- Exercise goal: Produce the same data once more, line for line.
Records for processing section start
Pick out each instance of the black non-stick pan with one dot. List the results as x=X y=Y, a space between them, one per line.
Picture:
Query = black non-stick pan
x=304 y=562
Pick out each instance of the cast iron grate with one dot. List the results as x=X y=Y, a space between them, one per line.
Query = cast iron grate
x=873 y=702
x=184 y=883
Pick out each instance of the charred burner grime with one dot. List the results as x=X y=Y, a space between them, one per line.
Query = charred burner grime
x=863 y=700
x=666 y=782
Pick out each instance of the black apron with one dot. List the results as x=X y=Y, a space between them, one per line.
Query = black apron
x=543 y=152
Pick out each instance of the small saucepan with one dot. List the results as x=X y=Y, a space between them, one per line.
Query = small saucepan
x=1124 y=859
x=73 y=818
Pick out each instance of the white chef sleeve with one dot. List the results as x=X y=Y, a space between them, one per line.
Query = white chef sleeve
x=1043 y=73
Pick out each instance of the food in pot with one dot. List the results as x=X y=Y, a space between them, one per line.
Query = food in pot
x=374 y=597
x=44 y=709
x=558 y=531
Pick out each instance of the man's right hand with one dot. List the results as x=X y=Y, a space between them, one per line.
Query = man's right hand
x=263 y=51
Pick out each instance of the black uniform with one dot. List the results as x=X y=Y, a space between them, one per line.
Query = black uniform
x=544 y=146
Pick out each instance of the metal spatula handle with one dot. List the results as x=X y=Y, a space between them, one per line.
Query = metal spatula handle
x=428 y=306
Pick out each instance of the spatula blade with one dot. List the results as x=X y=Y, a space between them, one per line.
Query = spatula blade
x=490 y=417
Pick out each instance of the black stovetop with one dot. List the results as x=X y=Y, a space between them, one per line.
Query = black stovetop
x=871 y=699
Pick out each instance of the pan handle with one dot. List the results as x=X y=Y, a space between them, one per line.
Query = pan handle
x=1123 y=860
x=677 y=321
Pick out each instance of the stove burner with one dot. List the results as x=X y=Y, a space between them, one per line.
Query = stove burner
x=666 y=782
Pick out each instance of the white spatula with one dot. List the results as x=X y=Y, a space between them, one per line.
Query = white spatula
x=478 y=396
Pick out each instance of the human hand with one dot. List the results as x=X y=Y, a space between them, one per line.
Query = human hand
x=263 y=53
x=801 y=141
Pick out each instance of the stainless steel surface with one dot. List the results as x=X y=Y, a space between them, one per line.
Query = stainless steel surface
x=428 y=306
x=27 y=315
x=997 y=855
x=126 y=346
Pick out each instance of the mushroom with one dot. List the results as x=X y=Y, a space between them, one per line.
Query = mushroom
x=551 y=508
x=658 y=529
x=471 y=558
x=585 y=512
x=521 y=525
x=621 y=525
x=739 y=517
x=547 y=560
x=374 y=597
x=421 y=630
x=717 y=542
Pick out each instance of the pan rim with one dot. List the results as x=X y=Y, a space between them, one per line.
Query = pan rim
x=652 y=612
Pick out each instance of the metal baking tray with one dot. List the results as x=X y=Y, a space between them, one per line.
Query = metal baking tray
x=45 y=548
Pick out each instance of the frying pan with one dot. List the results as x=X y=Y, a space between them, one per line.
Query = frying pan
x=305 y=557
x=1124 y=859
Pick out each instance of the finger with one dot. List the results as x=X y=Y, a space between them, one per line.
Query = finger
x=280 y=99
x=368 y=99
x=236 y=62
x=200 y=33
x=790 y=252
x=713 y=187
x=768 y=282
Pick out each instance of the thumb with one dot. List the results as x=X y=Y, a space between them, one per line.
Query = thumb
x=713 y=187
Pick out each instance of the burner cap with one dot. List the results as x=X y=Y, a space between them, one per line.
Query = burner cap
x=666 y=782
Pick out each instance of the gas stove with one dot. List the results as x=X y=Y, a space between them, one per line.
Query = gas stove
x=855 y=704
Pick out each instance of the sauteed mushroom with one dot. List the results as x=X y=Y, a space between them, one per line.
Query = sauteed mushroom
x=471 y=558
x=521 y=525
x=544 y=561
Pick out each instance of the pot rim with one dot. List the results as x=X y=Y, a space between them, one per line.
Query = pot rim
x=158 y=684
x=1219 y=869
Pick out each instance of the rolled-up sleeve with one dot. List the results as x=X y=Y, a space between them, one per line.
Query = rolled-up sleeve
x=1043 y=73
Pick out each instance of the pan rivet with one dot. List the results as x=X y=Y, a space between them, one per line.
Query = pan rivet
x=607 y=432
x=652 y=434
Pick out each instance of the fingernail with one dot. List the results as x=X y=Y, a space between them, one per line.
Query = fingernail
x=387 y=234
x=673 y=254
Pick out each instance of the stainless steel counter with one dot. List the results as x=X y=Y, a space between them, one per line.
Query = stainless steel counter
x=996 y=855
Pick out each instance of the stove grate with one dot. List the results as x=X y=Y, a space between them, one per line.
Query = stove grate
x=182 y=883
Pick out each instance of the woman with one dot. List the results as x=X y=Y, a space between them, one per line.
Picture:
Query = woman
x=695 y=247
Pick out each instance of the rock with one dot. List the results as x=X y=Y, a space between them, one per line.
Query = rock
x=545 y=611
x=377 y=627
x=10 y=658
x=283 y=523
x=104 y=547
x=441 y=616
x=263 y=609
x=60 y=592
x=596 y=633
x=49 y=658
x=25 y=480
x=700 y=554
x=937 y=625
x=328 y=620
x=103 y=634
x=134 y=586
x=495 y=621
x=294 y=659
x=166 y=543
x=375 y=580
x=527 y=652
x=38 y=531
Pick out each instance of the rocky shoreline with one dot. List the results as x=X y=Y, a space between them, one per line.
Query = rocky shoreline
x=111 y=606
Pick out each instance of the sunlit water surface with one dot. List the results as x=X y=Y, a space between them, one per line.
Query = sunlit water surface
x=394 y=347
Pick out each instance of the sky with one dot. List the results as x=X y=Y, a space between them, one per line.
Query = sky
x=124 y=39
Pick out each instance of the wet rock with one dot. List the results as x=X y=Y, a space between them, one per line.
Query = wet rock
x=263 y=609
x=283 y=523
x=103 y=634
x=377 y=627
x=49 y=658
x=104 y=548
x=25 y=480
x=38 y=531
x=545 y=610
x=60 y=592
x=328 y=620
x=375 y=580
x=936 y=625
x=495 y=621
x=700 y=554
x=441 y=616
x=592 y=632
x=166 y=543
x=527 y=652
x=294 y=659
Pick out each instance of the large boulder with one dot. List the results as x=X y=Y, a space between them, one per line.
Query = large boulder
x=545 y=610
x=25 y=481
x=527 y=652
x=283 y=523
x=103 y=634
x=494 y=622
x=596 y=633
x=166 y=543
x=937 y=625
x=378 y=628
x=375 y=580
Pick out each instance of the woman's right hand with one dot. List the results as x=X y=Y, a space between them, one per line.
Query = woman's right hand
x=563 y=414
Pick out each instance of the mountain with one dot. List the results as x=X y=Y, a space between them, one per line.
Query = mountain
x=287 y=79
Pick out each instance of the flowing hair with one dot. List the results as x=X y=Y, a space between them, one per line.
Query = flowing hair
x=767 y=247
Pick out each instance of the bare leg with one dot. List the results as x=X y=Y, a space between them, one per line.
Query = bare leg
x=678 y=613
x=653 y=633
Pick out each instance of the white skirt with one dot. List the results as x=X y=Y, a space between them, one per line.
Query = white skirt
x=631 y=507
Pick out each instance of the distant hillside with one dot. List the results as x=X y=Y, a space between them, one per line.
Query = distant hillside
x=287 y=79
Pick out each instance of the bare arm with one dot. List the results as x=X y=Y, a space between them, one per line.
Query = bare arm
Records for processing section end
- Exercise output:
Pick out each instance of the black non-stick pan with one dot. List the results as x=X y=Y, a space between them, one per line.
Picture:
Query = black non-stick pan
x=304 y=562
Pick out each instance of the cast iron grate with one dot. List the results as x=X y=Y, a space between them, one per line.
Query = cast iron grate
x=873 y=702
x=184 y=883
Pick out each instance of the charred burner grime with one dot. List the results as x=X y=Y, a space between them, one per line.
Query = charred burner grime
x=863 y=700
x=666 y=782
Pick out each instance of the black apron with one dot. List the results as x=X y=Y, a space between them, one per line.
Query = black apron
x=543 y=152
Pick out each instance of the small saucepan with one dot. List the results as x=X y=Y, a space between them, one per line.
Query = small saucepan
x=1124 y=859
x=73 y=818
Pick out each instance of the white chef sleeve with one dot. List the results as x=X y=Y, a space between them, one per line.
Query = white chef sleeve
x=1043 y=73
Pick out each instance of the food in pot with one dot. List the results as x=X y=Y, a space between them, one per line.
Query = food in pot
x=374 y=597
x=44 y=709
x=558 y=531
Pick out each instance of the man's right hand with one dot. List the results as x=X y=Y, a space between them, one per line.
Query = man's right hand
x=263 y=51
Pick out each instance of the black uniform with one dot. List the results as x=X y=Y, a space between them, one per line.
Query = black uniform
x=544 y=146
Pick out each instance of the metal spatula handle with one dot. List the results as x=X y=Y, a space between them, one per line.
Query = metal spatula handle
x=428 y=306
Pick out each instance of the spatula blade with one dot. List the results as x=X y=Y, a space between them, one per line.
Query = spatula blade
x=490 y=417
Pick out each instance of the black stovetop with one dot. List the results as x=X y=Y, a space between them, one per line.
Query = black stovetop
x=871 y=699
Pick out each instance of the pan handle with one dot. List the results as x=X y=Y, a space between them, one per line.
Query = pan handle
x=1123 y=860
x=677 y=321
Pick out each instance of the stove burner with one dot. List the results as x=X y=Y, a space between them, one per line.
Query = stove burner
x=666 y=782
Pick out each instance of the white spatula with one dot. List the results as x=X y=Y, a space between them, one per line.
Query = white spatula
x=478 y=396
Pick out each instance of the human hand with one dot. List the results as x=X y=Y, a space between them, one per line.
Query = human hand
x=263 y=53
x=801 y=141
Pick out each instance of the stainless steel surface with one dot. List the results as x=X y=Y, a space between them, one per line.
Query = stainless steel surface
x=428 y=306
x=27 y=315
x=997 y=855
x=126 y=346
Pick out each instance of the mushroom with one dot. List the results as x=X y=Y, a space between them, one per line.
Query = mushroom
x=551 y=508
x=658 y=529
x=471 y=558
x=585 y=512
x=521 y=525
x=621 y=525
x=739 y=517
x=547 y=560
x=374 y=597
x=421 y=630
x=717 y=542
Pick out each instance of the pan rim with one dot. List the results as x=X y=Y, a space between them, one per line.
Query = pan rim
x=652 y=612
Pick out each instance of the metal baking tray with one dot. List the results as x=X y=Y, a space between them, one per line.
Query = metal baking tray
x=45 y=548
Pick out each instance of the frying pan with one dot. List the results as x=X y=Y, a space between them, one per line.
Query = frying pan
x=305 y=557
x=1124 y=859
Pick out each instance of the finger with one dot. List the results as x=X y=Y, a space between them, one per line.
Query = finger
x=280 y=99
x=368 y=99
x=236 y=62
x=200 y=33
x=790 y=252
x=713 y=187
x=768 y=282
Pick out each instance of the thumb with one dot. List the results as x=X y=Y, a space between them, one per line.
Query = thumb
x=713 y=187
Pick out each instance of the burner cap with one dot. List the results as x=X y=Y, a space between them, one per line.
Query = burner cap
x=666 y=782
Pick out each instance of the gas stove with one dot. List the results as x=X y=Y, a space between them, one per line.
Query = gas stove
x=855 y=704
Pick out each instance of the sauteed mushroom with one dot. List the results as x=X y=Y, a space between them, one per line.
Query = sauteed mushroom
x=471 y=558
x=521 y=525
x=544 y=561
Pick out each instance of the pot rim with one dot. List the results as x=X y=Y, a space between them, one per line.
Query = pot rim
x=158 y=684
x=1219 y=869
Pick out each instance of the rolled-up sleeve with one dot. List the results as x=X y=Y, a space between them, one per line.
Query = rolled-up sleeve
x=1043 y=73
Pick out each instance of the pan rivet with one dot. List the results as x=X y=Y, a space between them, one per line.
Query = pan rivet
x=607 y=432
x=652 y=434
Pick out each instance of the fingernail with one dot. List the results as x=X y=Y, a space between them, one per line.
Query = fingernail
x=387 y=234
x=673 y=254
Pick out each instance of the stainless steel counter with one dot. List the results as x=X y=Y, a space between them, one per line.
Query = stainless steel counter
x=996 y=855
Pick out each instance of the stove grate with one dot. List the results as x=X y=Y, a space between them, one per line.
Query = stove grate
x=182 y=883
Pick out each instance of the woman with one dot. List the results as x=X y=Y, a space between them, one per line.
Picture:
Query = woman
x=695 y=247
Pick out each instance of the rock with one dot. List the results as x=X y=Y, a space between them, one per line.
Query = rock
x=545 y=611
x=377 y=627
x=10 y=658
x=283 y=523
x=104 y=547
x=441 y=616
x=263 y=609
x=60 y=592
x=596 y=633
x=49 y=658
x=25 y=480
x=700 y=554
x=937 y=625
x=328 y=620
x=103 y=634
x=134 y=586
x=495 y=621
x=294 y=659
x=166 y=543
x=375 y=580
x=527 y=652
x=38 y=531
Pick out each instance of the rocky shoreline with one dot. List the results as x=X y=Y, a space between them, one per line.
Query = rocky shoreline
x=111 y=606
Pick out each instance of the sunlit water surface with one dot. List the results as x=X y=Y, a space between them, one per line.
Query = sunlit water surface
x=394 y=347
Pick out each instance of the sky with one dot. List the results as x=X y=Y, a space between them, one per line.
Query = sky
x=124 y=39
Pick out each instance of the wet rock with one dot. List the results as x=X y=Y, a space between them, one per line.
Query = wet rock
x=263 y=609
x=283 y=523
x=103 y=634
x=377 y=627
x=49 y=658
x=104 y=548
x=25 y=480
x=38 y=531
x=545 y=610
x=60 y=592
x=328 y=620
x=375 y=580
x=936 y=625
x=495 y=621
x=700 y=554
x=441 y=616
x=592 y=632
x=166 y=543
x=527 y=652
x=294 y=659
Pick out each instance of the large boulder with one dot. List the results as x=X y=Y, a space between them, one per line.
Query = large boulder
x=545 y=610
x=25 y=481
x=527 y=652
x=283 y=523
x=103 y=634
x=494 y=622
x=596 y=633
x=166 y=543
x=937 y=625
x=378 y=628
x=375 y=580
Pick out each instance of the woman's right hand with one dot. List the results as x=X y=Y, a space between them, one per line.
Query = woman's right hand
x=563 y=414
Pick out each instance of the mountain with one dot. List the results as x=X y=Y, a space between them, one per line.
Query = mountain
x=287 y=79
Pick out each instance of the flowing hair with one dot. List the results as x=X y=Y, a space between them, one per line.
Query = flowing hair
x=767 y=247
Pick out each instance of the bare leg with one dot. List the results as x=X y=Y, a space between them, one per line.
Query = bare leg
x=678 y=613
x=653 y=633
Pick out each instance of the white skirt with one dot. List the results as x=X y=Y, a space between them, one per line.
Query = white skirt
x=631 y=507
Pick out each instance of the distant hillside with one dot. List the results as x=X y=Y, a space between them, one per line.
Query = distant hillside
x=287 y=79
Pick out each instance of the bare arm with one dot. List the results as x=X y=Y, a space between them, one per line.
Query = bare arm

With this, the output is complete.